--- Problem statement ---
Set the data below down again, exactly, with every picture left out.

Segment Start: The data

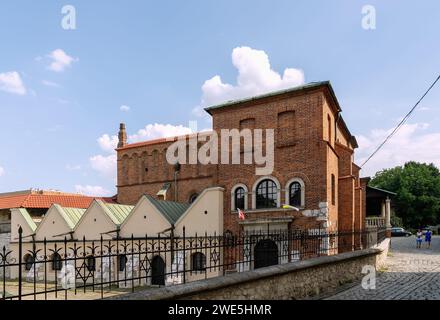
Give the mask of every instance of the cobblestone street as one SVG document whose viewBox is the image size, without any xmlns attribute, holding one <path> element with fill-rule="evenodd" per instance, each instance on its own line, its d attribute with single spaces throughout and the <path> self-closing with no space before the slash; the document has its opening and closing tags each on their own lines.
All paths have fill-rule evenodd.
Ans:
<svg viewBox="0 0 440 320">
<path fill-rule="evenodd" d="M 392 238 L 384 272 L 378 273 L 376 289 L 360 284 L 328 300 L 440 300 L 440 237 L 431 249 L 416 249 L 415 237 Z"/>
</svg>

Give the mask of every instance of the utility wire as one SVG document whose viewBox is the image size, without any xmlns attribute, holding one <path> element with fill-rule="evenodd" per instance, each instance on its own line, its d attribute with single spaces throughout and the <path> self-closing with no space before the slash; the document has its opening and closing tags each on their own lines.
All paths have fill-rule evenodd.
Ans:
<svg viewBox="0 0 440 320">
<path fill-rule="evenodd" d="M 431 86 L 426 90 L 426 92 L 423 94 L 423 96 L 417 101 L 417 103 L 411 108 L 411 110 L 406 114 L 406 116 L 402 119 L 402 121 L 399 122 L 399 124 L 394 128 L 394 130 L 388 135 L 388 137 L 385 138 L 385 140 L 374 150 L 374 152 L 367 158 L 367 160 L 364 161 L 364 163 L 361 165 L 361 168 L 370 161 L 371 158 L 374 157 L 374 155 L 379 152 L 379 150 L 383 147 L 385 143 L 387 143 L 388 140 L 390 140 L 396 133 L 399 131 L 400 127 L 403 126 L 403 124 L 408 120 L 408 118 L 411 116 L 413 111 L 417 108 L 417 106 L 422 102 L 422 100 L 425 98 L 425 96 L 431 91 L 432 88 L 437 84 L 437 82 L 440 80 L 440 75 L 435 79 L 435 81 L 431 84 Z"/>
</svg>

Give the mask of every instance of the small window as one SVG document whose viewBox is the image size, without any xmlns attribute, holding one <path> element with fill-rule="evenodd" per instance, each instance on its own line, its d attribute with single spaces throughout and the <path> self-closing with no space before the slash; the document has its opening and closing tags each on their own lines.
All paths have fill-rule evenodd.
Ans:
<svg viewBox="0 0 440 320">
<path fill-rule="evenodd" d="M 189 197 L 189 203 L 193 203 L 194 201 L 196 201 L 197 197 L 199 196 L 198 193 L 193 193 L 190 197 Z"/>
<path fill-rule="evenodd" d="M 336 204 L 336 181 L 335 175 L 332 174 L 332 205 Z"/>
<path fill-rule="evenodd" d="M 88 256 L 86 258 L 86 267 L 88 271 L 96 270 L 96 259 L 94 256 Z"/>
<path fill-rule="evenodd" d="M 27 254 L 24 256 L 23 260 L 24 260 L 24 269 L 26 271 L 31 270 L 35 262 L 34 257 L 31 254 Z"/>
<path fill-rule="evenodd" d="M 295 207 L 301 207 L 301 184 L 297 181 L 289 186 L 289 204 Z"/>
<path fill-rule="evenodd" d="M 234 206 L 235 206 L 235 210 L 241 209 L 244 210 L 245 209 L 245 191 L 243 187 L 238 187 L 237 189 L 235 189 L 234 192 Z"/>
<path fill-rule="evenodd" d="M 60 271 L 63 268 L 63 262 L 59 253 L 54 253 L 52 255 L 52 270 Z"/>
<path fill-rule="evenodd" d="M 206 256 L 201 252 L 193 253 L 192 255 L 192 270 L 205 271 L 206 270 Z"/>
<path fill-rule="evenodd" d="M 328 142 L 332 143 L 332 120 L 327 115 L 327 130 L 328 130 Z"/>
<path fill-rule="evenodd" d="M 118 269 L 120 272 L 125 270 L 127 262 L 128 262 L 128 259 L 125 254 L 121 254 L 118 256 Z"/>
<path fill-rule="evenodd" d="M 261 181 L 257 186 L 257 209 L 276 208 L 278 200 L 277 185 L 270 179 Z"/>
</svg>

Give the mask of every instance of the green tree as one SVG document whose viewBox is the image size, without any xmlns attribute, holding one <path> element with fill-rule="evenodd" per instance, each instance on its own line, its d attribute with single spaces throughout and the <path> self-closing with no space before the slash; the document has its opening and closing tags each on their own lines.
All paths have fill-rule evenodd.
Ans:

Segment End: The data

--- Solution to this task ---
Give the mask of every instance of the cobblestone street as one SVG document whose viewBox is the image size, without any xmlns attribute, holding one <path> element with fill-rule="evenodd" per instance, each instance on its own line, its d attribute with single spaces throughout and the <path> self-closing with no space before the slash; the document has its opening and closing tags each on their own lines.
All paths have fill-rule evenodd.
Ans:
<svg viewBox="0 0 440 320">
<path fill-rule="evenodd" d="M 392 238 L 384 272 L 378 273 L 376 289 L 360 284 L 328 300 L 440 300 L 440 237 L 431 249 L 416 249 L 415 237 Z"/>
</svg>

Give the mask of every instance of the utility wire as one SVG document whose viewBox is the image size, without any xmlns attribute, holding one <path> element with fill-rule="evenodd" per instance, each instance on its own line, its d attribute with single spaces throughout and the <path> self-closing with no space before the slash; the document has its opening and closing tags each on their own lines.
All paths have fill-rule evenodd.
Ans:
<svg viewBox="0 0 440 320">
<path fill-rule="evenodd" d="M 431 86 L 426 90 L 426 92 L 423 94 L 423 96 L 417 101 L 417 103 L 411 108 L 411 110 L 406 114 L 406 116 L 402 119 L 402 121 L 399 122 L 399 124 L 394 128 L 394 130 L 388 135 L 388 137 L 385 138 L 385 140 L 374 150 L 374 152 L 367 158 L 367 160 L 364 161 L 364 163 L 361 165 L 361 168 L 370 161 L 371 158 L 374 157 L 374 155 L 379 152 L 379 150 L 383 147 L 385 143 L 387 143 L 388 140 L 390 140 L 396 133 L 399 131 L 400 127 L 403 126 L 403 124 L 408 120 L 408 118 L 411 116 L 413 111 L 417 108 L 417 106 L 422 102 L 422 100 L 425 98 L 425 96 L 431 91 L 432 88 L 437 84 L 437 82 L 440 80 L 440 75 L 435 79 L 435 81 L 431 84 Z"/>
</svg>

Give the mask of every instance of the small window as one SVG document whose viewBox is the image size, without any xmlns attribute, holding one <path> element with fill-rule="evenodd" per instance, each instance on its own line, its d attribute with single spaces throughout and the <path> self-closing with no space before the slash; the document has its opening and closing tags each on their own lines.
All paths have fill-rule evenodd.
Ans:
<svg viewBox="0 0 440 320">
<path fill-rule="evenodd" d="M 189 197 L 189 203 L 193 203 L 194 201 L 196 201 L 197 197 L 199 196 L 198 193 L 193 193 L 190 197 Z"/>
<path fill-rule="evenodd" d="M 336 204 L 336 181 L 335 175 L 332 174 L 332 205 Z"/>
<path fill-rule="evenodd" d="M 88 256 L 86 258 L 86 267 L 88 271 L 96 270 L 96 259 L 94 256 Z"/>
<path fill-rule="evenodd" d="M 27 254 L 24 256 L 23 260 L 24 260 L 24 269 L 26 271 L 31 270 L 35 262 L 34 257 L 31 254 Z"/>
<path fill-rule="evenodd" d="M 295 207 L 301 207 L 301 184 L 297 181 L 289 186 L 289 204 Z"/>
<path fill-rule="evenodd" d="M 234 206 L 235 206 L 235 210 L 241 209 L 244 210 L 245 209 L 245 191 L 243 187 L 238 187 L 237 189 L 235 189 L 234 192 Z"/>
<path fill-rule="evenodd" d="M 60 271 L 63 268 L 63 262 L 59 253 L 54 253 L 52 255 L 52 270 Z"/>
<path fill-rule="evenodd" d="M 206 256 L 201 252 L 193 253 L 192 255 L 192 270 L 205 271 L 206 270 Z"/>
<path fill-rule="evenodd" d="M 328 142 L 332 143 L 332 120 L 327 115 L 327 130 L 328 130 Z"/>
<path fill-rule="evenodd" d="M 118 269 L 120 272 L 125 270 L 127 262 L 128 262 L 128 259 L 125 254 L 121 254 L 118 256 Z"/>
<path fill-rule="evenodd" d="M 261 181 L 257 186 L 257 209 L 276 208 L 278 200 L 277 185 L 270 179 Z"/>
</svg>

Give the mask of every instance of the green tree as one SVG document whose viewBox is the image size, without any xmlns attribute, holding one <path> element with fill-rule="evenodd" per instance, each instance on its own line, its d attribute with single spaces throughout and the <path> self-closing with no space before the slash; the document has its opening and closing tags each on their own lines.
All paths have fill-rule evenodd.
Ans:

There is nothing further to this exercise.